Recorded data:
>> start
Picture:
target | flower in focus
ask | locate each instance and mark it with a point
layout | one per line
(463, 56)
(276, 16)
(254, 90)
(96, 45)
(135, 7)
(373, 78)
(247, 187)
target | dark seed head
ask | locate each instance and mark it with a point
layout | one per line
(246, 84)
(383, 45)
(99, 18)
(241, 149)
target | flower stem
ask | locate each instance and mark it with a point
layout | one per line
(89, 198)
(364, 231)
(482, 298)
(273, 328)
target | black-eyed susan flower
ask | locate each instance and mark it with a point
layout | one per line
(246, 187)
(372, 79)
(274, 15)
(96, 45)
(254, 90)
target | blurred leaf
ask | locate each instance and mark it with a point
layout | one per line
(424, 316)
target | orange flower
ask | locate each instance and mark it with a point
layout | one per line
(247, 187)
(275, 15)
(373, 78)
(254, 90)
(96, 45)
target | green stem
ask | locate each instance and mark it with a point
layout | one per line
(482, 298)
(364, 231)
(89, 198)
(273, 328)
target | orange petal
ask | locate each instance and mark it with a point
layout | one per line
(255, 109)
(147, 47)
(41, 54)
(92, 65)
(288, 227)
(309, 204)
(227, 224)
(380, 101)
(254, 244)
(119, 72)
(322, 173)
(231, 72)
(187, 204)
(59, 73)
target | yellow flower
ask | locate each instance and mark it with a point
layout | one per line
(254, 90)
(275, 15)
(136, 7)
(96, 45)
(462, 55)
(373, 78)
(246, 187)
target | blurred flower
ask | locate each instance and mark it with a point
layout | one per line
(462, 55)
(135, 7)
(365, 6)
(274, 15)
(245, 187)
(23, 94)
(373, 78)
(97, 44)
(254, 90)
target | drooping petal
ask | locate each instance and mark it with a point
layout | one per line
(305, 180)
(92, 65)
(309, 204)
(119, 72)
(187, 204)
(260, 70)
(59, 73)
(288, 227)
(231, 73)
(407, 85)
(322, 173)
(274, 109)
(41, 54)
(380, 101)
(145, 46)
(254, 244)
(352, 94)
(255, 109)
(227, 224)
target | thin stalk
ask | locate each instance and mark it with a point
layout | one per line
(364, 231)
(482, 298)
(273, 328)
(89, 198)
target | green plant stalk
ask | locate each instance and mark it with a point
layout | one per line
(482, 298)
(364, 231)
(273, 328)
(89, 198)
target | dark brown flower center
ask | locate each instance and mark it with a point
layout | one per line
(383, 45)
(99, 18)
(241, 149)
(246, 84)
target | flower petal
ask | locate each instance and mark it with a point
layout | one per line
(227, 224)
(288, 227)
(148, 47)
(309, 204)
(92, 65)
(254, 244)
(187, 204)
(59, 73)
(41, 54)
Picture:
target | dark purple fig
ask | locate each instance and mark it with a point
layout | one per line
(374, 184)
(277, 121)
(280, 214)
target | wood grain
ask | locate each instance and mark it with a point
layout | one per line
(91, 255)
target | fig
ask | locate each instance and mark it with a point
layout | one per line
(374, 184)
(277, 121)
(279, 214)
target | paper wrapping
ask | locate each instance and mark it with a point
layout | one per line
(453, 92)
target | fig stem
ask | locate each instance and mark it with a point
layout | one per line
>> end
Reproduce all of the rows above word for word, keeping every line unchanged and in the same order.

Answer to the exercise:
Picture:
target | flower in focus
ask | locate each instance and mark it with a point
layout | one per line
(463, 56)
(276, 16)
(254, 90)
(96, 45)
(135, 7)
(373, 78)
(247, 187)
target | dark seed head
ask | locate each instance and mark it with a point
layout | one per line
(246, 84)
(383, 45)
(99, 18)
(241, 149)
target | flower stem
ask | locate each instance and mark it with a point
layout | one per line
(89, 198)
(364, 231)
(482, 298)
(273, 328)
target | black-eyed susan flower
ask | locate each instance and mark it with a point
layout | one per line
(246, 187)
(372, 79)
(274, 15)
(96, 45)
(254, 90)
target | blurred leaf
ask | locate each instance and mark it with a point
layout | one per line
(424, 316)
target | orange flower
ask | locate each instance and mark it with a point
layout | one per line
(247, 187)
(275, 15)
(373, 78)
(254, 90)
(96, 45)
target | green stem
ask | locate each instance and mark it with a point
layout | one per line
(482, 298)
(364, 231)
(89, 198)
(273, 328)
target | orange petal
ask | locate each instance and mark it with a point
layout | one per line
(255, 109)
(147, 47)
(41, 54)
(92, 65)
(288, 227)
(309, 204)
(227, 224)
(380, 101)
(254, 244)
(119, 72)
(322, 173)
(231, 72)
(187, 204)
(59, 73)
target | yellow flower
ask | locate each instance and mark it with a point
layout | one per line
(254, 90)
(275, 15)
(136, 7)
(96, 45)
(462, 55)
(373, 78)
(246, 187)
target | blurred flower
ask | locate each instance and mark it with a point
layout | one per line
(462, 55)
(135, 7)
(365, 6)
(274, 15)
(245, 187)
(23, 94)
(373, 78)
(97, 44)
(254, 90)
target | drooping petal
ask | locate each instance and mark it with a point
layout | one per line
(305, 180)
(92, 65)
(309, 204)
(119, 72)
(187, 204)
(260, 70)
(59, 73)
(288, 227)
(231, 73)
(407, 85)
(322, 173)
(274, 109)
(41, 54)
(380, 101)
(145, 46)
(254, 244)
(352, 94)
(255, 109)
(227, 224)
target | thin stalk
ask | locate each instance and mark it with a point
layout | one per line
(364, 231)
(482, 298)
(273, 328)
(89, 198)
target | green plant stalk
ask | locate each instance and mark it with a point
layout | one per line
(482, 298)
(364, 231)
(273, 328)
(89, 198)
target | dark brown flower center
ask | locate each instance and mark it with a point
layout | one per line
(383, 45)
(99, 18)
(241, 149)
(246, 84)
target | flower petal
ask | locate each instance and mark it with a point
layout | one per line
(227, 224)
(288, 227)
(148, 47)
(309, 204)
(92, 65)
(254, 244)
(187, 204)
(59, 73)
(41, 54)
Picture:
target | dark purple fig
ask | locate each instance and mark it with a point
layout | one per line
(374, 184)
(277, 121)
(280, 214)
target | wood grain
ask | locate each instance and mark it with a point
layout | one per line
(91, 255)
target | fig
ask | locate each instance and mark it with a point
layout | one per line
(374, 184)
(277, 121)
(279, 214)
target | paper wrapping
ask | locate each instance and mark it with a point
layout | one per line
(453, 92)
target | fig stem
ask | locate each instance and mark it with a point
layout | one per line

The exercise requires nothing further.